(Record excerpts begins)
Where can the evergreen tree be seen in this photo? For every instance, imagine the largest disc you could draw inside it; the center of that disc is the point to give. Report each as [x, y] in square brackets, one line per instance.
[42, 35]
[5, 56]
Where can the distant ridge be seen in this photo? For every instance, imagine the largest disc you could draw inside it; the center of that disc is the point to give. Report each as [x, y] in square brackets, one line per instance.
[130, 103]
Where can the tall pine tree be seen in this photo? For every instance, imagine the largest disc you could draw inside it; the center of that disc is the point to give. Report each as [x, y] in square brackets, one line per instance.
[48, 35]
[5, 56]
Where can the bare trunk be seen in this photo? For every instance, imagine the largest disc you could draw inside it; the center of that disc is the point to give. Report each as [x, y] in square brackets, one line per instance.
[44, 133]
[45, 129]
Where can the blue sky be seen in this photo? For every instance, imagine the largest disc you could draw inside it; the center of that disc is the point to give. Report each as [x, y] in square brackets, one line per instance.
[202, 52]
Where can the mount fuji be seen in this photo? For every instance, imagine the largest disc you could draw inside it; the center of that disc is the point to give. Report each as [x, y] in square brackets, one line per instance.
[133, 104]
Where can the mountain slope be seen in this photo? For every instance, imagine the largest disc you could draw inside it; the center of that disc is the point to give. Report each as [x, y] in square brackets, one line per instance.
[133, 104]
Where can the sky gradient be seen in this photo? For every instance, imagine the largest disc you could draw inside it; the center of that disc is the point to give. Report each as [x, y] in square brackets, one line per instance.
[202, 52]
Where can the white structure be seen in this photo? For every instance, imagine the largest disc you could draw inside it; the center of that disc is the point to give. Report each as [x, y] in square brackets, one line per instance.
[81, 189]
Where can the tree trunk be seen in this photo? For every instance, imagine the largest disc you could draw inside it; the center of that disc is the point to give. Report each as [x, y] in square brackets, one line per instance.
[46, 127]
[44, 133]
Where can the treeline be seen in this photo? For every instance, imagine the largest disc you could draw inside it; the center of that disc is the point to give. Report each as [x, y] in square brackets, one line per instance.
(Record excerpts ends)
What to produce » Each line of the listing has to be repeated exactly in the reply.

Response to the task »
Where can the evergreen tree be seen in this photo? For every instance, imagine the largest disc you could draw inside it; the center of that disc is the point to give. Report each as [x, y] in square brackets, one line per instance.
[42, 35]
[5, 56]
Where can the distant ridge be seen in this photo? For every instance, imagine the largest disc you could draw inside it; the center of that disc is the point to give. Report each as [x, y] in square brackets, one line per instance.
[130, 103]
Where can the tall pine tree be seen in this photo? For every instance, imagine the largest disc you could draw inside it; the center of that disc is the point to give. Report each as [x, y] in square brackets, one line per instance.
[48, 35]
[5, 56]
Where can the bare trunk be seen in this photo? For every instance, imagine the largest disc you could draw inside it; the center of that disc is the point to give. Report each as [x, y] in square brackets, one line per instance.
[44, 133]
[45, 129]
Where can the blue sky be seen in this photo? For every instance, imagine the largest disc you could draw inside it; the center of that disc is the point to give. Report each as [x, y] in square brackets, one line per instance.
[202, 52]
Where can the mount fuji be seen in this photo? For every instance, imagine the largest disc you could draw inside it; the center of that disc is the point to give. Report each as [x, y] in square brackets, one line per instance.
[133, 104]
Where can the mountain slope be seen in this photo? For every instance, imagine the largest disc you could draw inside it; the center of that disc is the point to give. Report each as [x, y] in square brackets, one line per instance.
[133, 104]
Where can the sky gradient be seen in this photo? For every instance, imagine the largest disc you could draw inside it; the center of that disc is the point to give. Report each as [x, y] in square brackets, one line per instance.
[202, 52]
Where can the white structure be seen in this photo? For every instance, imagine the largest disc you could draw inside it; the center of that disc is the point to give. Report each as [x, y] in square brackets, one line per instance.
[81, 189]
Where can the tree trunk be seen in this photo? For every instance, imagine the largest disc you could draw inside it; the center of that disc is the point to give. Report each as [x, y] in square brackets, one line per instance.
[46, 127]
[44, 133]
Where can the treeline be seen in this photo? For every instance, imagine the largest disc you could draw inside it; the center of that disc is the point to give. Report each as [x, y] in square brackets, one line per instance.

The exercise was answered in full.